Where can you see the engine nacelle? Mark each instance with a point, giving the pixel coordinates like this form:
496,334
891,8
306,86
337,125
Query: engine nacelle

Directions for this task
Each line of the records should be repeated exactly as it stands.

Reply to the exercise
Where can you see the engine nacelle? Mark each instance with a point, giving the pixel coordinates like this form:
496,334
891,8
306,86
337,125
Query: engine nacelle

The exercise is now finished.